Work out the number of lines in the records that include the word "positive"; reply with that number alone.

Exercise data Start Marker

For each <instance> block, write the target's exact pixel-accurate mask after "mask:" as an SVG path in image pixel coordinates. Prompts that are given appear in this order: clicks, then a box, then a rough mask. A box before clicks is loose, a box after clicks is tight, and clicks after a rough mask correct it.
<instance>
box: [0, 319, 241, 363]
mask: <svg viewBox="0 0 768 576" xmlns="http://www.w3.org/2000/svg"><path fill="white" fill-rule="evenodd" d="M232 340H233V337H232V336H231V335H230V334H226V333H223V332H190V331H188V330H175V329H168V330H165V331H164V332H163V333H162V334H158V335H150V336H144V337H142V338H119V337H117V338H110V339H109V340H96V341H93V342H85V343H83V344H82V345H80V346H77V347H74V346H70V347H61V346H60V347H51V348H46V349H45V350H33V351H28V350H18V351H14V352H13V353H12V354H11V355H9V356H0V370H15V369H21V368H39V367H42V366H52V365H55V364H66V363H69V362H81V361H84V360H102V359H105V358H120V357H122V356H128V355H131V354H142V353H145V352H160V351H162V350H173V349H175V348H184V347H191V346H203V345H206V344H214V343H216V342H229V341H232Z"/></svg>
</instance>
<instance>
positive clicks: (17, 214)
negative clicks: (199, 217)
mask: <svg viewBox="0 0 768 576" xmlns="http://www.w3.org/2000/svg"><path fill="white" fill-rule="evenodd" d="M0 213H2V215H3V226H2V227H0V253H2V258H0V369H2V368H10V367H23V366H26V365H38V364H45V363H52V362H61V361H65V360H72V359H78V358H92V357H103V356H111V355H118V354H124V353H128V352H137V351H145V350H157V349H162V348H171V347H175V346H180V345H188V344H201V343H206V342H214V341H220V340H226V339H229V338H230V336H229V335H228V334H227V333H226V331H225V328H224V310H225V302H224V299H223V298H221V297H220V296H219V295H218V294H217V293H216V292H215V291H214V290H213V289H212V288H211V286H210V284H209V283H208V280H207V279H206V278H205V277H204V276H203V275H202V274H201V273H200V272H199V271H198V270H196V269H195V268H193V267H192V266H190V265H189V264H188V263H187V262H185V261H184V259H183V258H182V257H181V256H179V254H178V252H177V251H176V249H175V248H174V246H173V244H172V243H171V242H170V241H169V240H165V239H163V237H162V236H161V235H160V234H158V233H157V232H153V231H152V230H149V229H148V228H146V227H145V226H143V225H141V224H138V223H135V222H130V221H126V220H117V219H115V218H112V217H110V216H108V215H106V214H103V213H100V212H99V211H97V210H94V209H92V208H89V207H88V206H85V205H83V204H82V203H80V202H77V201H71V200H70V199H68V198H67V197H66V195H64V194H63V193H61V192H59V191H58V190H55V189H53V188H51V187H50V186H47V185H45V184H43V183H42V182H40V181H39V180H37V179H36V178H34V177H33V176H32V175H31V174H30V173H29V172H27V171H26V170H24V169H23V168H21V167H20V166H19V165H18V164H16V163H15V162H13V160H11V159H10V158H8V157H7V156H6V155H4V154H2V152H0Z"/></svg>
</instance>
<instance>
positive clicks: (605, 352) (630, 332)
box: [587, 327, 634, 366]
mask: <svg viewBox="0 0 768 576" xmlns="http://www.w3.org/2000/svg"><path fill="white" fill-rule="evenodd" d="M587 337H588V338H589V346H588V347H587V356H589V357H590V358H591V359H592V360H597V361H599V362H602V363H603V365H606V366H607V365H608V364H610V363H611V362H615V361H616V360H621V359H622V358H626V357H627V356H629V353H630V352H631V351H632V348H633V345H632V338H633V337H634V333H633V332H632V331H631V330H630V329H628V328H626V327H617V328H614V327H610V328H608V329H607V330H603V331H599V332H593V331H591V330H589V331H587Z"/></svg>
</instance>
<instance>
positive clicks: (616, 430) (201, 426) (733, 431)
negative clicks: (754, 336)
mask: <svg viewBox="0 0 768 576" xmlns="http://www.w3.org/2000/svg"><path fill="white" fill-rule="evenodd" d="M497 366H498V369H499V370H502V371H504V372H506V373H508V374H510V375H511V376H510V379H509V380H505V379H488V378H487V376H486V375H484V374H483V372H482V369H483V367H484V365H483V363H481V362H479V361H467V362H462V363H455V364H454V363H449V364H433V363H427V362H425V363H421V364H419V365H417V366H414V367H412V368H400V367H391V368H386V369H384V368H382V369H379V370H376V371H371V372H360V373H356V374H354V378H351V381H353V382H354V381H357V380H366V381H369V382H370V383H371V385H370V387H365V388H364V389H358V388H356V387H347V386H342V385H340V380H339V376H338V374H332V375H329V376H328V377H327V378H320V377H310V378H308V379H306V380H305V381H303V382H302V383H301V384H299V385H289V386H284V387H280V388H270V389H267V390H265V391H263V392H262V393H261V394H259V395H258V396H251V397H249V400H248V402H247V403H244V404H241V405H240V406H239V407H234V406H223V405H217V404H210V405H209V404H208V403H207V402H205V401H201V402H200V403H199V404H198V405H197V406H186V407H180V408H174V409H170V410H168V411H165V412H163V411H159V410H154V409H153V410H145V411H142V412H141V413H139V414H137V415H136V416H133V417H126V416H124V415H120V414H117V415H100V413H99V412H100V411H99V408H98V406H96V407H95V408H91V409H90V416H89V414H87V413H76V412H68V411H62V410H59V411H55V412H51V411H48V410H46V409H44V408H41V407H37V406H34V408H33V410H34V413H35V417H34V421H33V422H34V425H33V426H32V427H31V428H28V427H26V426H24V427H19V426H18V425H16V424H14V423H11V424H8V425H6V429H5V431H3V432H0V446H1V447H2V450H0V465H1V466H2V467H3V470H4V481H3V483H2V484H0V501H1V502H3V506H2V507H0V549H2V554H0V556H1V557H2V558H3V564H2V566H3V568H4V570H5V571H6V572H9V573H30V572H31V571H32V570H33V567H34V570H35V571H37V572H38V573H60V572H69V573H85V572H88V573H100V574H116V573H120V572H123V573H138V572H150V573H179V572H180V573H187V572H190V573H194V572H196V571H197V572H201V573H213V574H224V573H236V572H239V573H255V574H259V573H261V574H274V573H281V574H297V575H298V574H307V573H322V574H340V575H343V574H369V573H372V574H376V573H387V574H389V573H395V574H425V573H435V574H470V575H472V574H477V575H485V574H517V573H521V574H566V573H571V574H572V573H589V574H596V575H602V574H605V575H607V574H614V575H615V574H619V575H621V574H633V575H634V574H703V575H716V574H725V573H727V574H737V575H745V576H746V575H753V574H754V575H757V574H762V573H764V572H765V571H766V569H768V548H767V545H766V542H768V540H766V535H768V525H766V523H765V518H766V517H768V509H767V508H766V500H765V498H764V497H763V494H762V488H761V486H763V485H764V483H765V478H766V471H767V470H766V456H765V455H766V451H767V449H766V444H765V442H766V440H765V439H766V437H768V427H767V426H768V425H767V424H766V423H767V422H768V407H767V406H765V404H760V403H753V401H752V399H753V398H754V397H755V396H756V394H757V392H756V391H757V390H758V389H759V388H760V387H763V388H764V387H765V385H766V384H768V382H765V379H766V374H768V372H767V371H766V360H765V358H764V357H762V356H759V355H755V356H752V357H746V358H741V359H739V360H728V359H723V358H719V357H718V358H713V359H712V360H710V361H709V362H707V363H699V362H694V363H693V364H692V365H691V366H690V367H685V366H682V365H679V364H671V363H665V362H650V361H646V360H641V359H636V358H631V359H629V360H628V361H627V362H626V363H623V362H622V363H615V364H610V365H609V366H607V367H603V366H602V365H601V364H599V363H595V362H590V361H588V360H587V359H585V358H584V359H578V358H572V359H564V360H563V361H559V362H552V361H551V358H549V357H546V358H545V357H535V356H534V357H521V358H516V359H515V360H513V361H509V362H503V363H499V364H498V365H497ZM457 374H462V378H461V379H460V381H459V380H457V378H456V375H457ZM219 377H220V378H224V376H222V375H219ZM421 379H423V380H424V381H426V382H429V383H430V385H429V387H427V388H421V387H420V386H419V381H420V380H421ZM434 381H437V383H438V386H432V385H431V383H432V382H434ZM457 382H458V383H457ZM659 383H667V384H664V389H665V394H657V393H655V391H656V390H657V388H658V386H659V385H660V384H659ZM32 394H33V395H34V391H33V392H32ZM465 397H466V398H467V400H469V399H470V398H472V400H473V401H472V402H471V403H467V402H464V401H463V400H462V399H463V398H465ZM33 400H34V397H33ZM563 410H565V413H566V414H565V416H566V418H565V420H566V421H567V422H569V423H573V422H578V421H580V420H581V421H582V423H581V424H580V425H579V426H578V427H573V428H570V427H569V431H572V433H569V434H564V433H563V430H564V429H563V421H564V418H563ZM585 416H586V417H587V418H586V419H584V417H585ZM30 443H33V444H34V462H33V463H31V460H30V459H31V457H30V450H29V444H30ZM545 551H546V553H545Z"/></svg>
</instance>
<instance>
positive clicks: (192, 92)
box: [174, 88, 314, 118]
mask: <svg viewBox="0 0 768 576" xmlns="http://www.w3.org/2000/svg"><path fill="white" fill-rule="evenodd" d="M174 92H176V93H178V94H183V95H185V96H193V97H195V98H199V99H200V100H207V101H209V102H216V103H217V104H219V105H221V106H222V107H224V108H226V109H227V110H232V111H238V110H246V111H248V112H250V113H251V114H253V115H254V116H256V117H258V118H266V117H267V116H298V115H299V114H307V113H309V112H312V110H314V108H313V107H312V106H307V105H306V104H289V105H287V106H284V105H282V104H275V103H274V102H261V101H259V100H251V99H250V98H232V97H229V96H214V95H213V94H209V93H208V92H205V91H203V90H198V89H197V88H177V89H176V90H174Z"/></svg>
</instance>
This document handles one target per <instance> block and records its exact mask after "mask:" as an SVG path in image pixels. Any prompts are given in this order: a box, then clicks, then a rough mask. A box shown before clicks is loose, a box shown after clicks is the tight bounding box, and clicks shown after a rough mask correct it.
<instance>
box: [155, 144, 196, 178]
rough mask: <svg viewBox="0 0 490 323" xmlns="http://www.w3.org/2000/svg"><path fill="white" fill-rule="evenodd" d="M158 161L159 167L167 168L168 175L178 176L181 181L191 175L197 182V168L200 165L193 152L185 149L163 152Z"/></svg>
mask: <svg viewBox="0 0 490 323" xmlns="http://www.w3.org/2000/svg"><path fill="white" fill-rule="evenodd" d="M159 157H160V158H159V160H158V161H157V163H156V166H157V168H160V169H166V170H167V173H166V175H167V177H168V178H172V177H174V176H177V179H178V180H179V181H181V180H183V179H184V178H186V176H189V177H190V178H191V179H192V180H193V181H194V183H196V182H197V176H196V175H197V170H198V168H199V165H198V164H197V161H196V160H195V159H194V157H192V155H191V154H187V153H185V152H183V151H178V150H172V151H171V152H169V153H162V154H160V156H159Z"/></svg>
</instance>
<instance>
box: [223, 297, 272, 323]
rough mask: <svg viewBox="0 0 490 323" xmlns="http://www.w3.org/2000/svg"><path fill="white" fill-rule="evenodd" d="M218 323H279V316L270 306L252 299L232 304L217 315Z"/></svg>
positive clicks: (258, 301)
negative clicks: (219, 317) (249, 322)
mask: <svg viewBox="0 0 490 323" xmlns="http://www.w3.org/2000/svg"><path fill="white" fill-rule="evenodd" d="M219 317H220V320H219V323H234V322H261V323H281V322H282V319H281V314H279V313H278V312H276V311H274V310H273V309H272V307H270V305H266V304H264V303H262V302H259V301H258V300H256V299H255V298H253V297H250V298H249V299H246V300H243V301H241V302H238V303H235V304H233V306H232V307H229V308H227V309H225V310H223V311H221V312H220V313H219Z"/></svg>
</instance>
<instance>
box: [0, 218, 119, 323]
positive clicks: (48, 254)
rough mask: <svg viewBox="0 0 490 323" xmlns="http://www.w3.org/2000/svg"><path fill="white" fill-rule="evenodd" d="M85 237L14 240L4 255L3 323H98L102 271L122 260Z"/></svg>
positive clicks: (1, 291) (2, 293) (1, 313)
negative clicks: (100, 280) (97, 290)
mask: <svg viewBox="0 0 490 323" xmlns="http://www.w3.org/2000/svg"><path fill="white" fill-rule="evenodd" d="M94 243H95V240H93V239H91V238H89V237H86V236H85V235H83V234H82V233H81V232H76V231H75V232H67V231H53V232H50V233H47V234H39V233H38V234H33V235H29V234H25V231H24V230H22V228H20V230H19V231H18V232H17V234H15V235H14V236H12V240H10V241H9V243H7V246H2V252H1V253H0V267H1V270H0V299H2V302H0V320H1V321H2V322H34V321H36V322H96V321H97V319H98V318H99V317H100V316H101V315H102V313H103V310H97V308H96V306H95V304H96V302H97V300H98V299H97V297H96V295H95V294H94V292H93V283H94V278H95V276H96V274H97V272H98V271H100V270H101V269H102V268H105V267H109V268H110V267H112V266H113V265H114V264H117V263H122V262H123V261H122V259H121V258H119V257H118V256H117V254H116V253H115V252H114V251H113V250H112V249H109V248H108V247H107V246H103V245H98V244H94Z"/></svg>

Exercise data End Marker

# Finished exercise:
7